■ **WORK TO DO**:
A: In the column about the writer's predictions, what price did the clerk find on the computer for the breakfast tray?
B: Translate this sentence from the column about the writer's predictions into Spanish: "I strutted around the house with my arms raised, as Karen stood dumbfounded."
C: Carry on the column about the writer's run of lucky predictions, starting after its final sentence.

■ **PROVIDED PASSAGE**:
>> START

1. Life & Culture

The writer predicts this column will amaze you

A series of uncommonly good guesses.
Magic 8 balls make predictions, too.
Magic 8 balls make predictions, too. [ Shutterstock ]
Published Jul. 28

Everything I am about to describe happened on June 26. My wife, Karen, witnessed it all, but I predict you won’t believe it.

It started at Bed Bath & Beyond. We were in the market for a tray with little legs, the kind on which you serve breakfast in bed. They had just one in stock. We liked it, but the clerk could not find the price. “That looks like it’s worth about $29,” I said. The clerk checked the computer. Her eyes were wide. “$29.99!”

On the way home — it was hot, hot, hot — we drove through Lakewood Estates, home of the St. Petersburg Country Club. A lovely golf course winds its way through the neighborhood. On an average day we might see dozens of golfers. “I bet we only see three golfers out today. It’s so hot.” Over the course of about a mile, Karen counted two young men on one hole, then nothing, more. Three golfers.

At home we turned on the Rays game. I predicted the Rays would beat the Angels 5-3. Later we checked in to the score. It was 5-3, although the Rays would score 13 runs. At one point, with Mike Zunino at the plate, I was feeling frisky: “On the next pitch he’s going to hit a home run.” The next pitch was a ball. After that? Home run!

I strutted around the house with my arms raised, as Karen stood dumbfounded.

But wait, there’s more.

After dinner Karen and I were watching something on Netflix. I needed to stretch my legs. “I’m going out front to say hello to the ducks.” We had not had a duck visitation in several days. But there was a cute little quacker under the oak tree with the squirrels, pigeons and blue jays. I watched for a few minutes and offered my vocal imitation of Donald Duck. No kidding, the duck stopped and looked straight at me with what appeared to be bilingual appreciation.

This special power is not a new thing with me. I may have inherited it from my mother, who often made predictions and, when they panned out, claimed to be a witch.

I remember decades ago sitting in the bleachers of Al Lang Field, watching a spring training game. I blurted: “I bet on the next pitch this guy is going to hit it over the left field wall.” He did not. But he did hit the wall. On a fly. I have witnesses. “You know,” I said, “we haven’t seen a foul ball up here for a while.” Next pitch! A kid sitting in front of me turned in astonishment: “Who are you?” he said.

>> END

■ **INFORMATION PROVIDED**:
>> START

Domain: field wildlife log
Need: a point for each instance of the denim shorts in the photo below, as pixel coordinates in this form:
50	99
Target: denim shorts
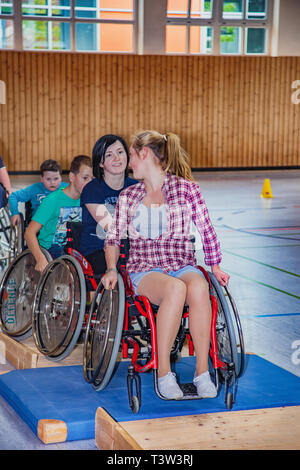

>> END

■ **OUTPUTS IN ORDER**:
A: $29.99

B: Me pavoneé por la casa con los brazos en alto, mientras Karen se quedaba atónita.

C:
Call me Roystradamus

My powers as a prognosticator, soothsayer and clairvoyant are not limited to making predictions. They have other manifestations, including the ability to see magic numbers.

Do you have a magic number? Karen and I do. Our number is 1111. Four aces, if you will, in a game of license plate poker. It began when we started to check the time and, way beyond coincidence, noticed how often it turned out to be 11:11. At 11:11 in the morning we might leave the house and go downtown for a coffee. Or at 11:11 in the evening we might kiss goodnight.

Then those numbers 111 or 1111 started to appear everywhere, even on license plates. Our daughter Alison, a kind of witchy woman herself, informed us that those numbers are considered celestial, a sign that our angels are keeping watch on us.

Imagine the day last January when I got a call from our mechanic. Karen’s car was ready. How much? A hundred and eleven dollars. “What?” I asked. “$111? That’s our lucky number.”

“Yes,” she said, “and it’s today’s date: 1/11.” It kind of freaked me out.

When I shared these phenomena with my Facebook friends, I was taken aback by their desire for me to monetize this power by playing the Lottery. “Give me a number,” begged one, pathetically, as if I would desecrate my gift. It’s all about the prophet, folks, not the profit.

In this spirit, I offer several predictions for you to ponder from the realm of sports, politics and otherwise. If you can monetize any of them, good for you.

• Tom Brady will lead the Tampa Bay Bucs to two more Super Bowls. Upon his retirement he will announce that he — and not Ponce de Leon — discovered in Florida the Fountain of Youth.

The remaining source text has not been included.